#### TEXT SEGMENT:
Despite its expanding trade opportunities, it is highly unlikely that Iran's foreign trade will expand significantly in the near future unless its economy undergoes an overhaul. Iran's inefficient and gigantic public sector, in a practical monopoly position, dashes hopes for a phenomenal increase in its non-oil exports in the near future to fill the widening gap between Iran and certain countries with similar populations, but with much less resources.

Its ailing state-dominated economy, in control of about 80 percent of economic activities, suffers from years of mismanagement and low investment. Consequently, it is unable to increase its products to meet the growing domestic demand while expanding exports on a sustainable significant scale. Such economy also prevents and discourages the growth of the private sector, the necessary engine of growth for non-oil exports.

Since the late 1990s, the Iranian government's economic liberalization program has avoided a necessary major overhaul of the economy, including the downsizing of the public sector through privatization and the removal of all legal and practical barriers to private economic activity. The vested interest of the ruling elite in the large public sector has resulted in its half-hearted implementation of economic reforms as evident in small-scale privatization.

#### ENTRIES SUPPLIED:

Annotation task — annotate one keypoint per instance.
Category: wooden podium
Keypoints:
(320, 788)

--

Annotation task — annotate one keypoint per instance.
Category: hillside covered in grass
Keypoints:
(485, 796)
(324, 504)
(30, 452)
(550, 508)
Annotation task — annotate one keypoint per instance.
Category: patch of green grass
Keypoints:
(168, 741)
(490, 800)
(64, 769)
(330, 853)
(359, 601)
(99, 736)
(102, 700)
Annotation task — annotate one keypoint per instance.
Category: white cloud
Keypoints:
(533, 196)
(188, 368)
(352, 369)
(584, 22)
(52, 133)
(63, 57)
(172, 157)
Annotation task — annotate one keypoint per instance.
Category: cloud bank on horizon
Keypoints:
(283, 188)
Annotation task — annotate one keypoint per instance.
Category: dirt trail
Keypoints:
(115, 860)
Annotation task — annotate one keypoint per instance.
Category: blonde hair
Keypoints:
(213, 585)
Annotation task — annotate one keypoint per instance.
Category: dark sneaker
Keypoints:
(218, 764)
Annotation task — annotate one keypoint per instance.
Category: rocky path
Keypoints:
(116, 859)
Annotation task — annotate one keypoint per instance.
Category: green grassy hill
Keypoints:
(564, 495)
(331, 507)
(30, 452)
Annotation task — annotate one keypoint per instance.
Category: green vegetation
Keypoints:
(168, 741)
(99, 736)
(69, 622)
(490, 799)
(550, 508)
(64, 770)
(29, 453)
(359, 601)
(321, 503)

#### REQUIRED WORK:
Retype word for word the section of the passage above on Iran's economy and foreign trade that opens with the words "Despite its expanding" and closes with "for non-oil exports.".

#### RESPONSE FOR THIS EXERCISE:
Despite its expanding trade opportunities, it is highly unlikely that Iran's foreign trade will expand significantly in the near future unless its economy undergoes an overhaul. Iran's inefficient and gigantic public sector, in a practical monopoly position, dashes hopes for a phenomenal increase in its non-oil exports in the near future to fill the widening gap between Iran and certain countries with similar populations, but with much less resources.

Its ailing state-dominated economy, in control of about 80 percent of economic activities, suffers from years of mismanagement and low investment. Consequently, it is unable to increase its products to meet the growing domestic demand while expanding exports on a sustainable significant scale. Such economy also prevents and discourages the growth of the private sector, the necessary engine of growth for non-oil exports.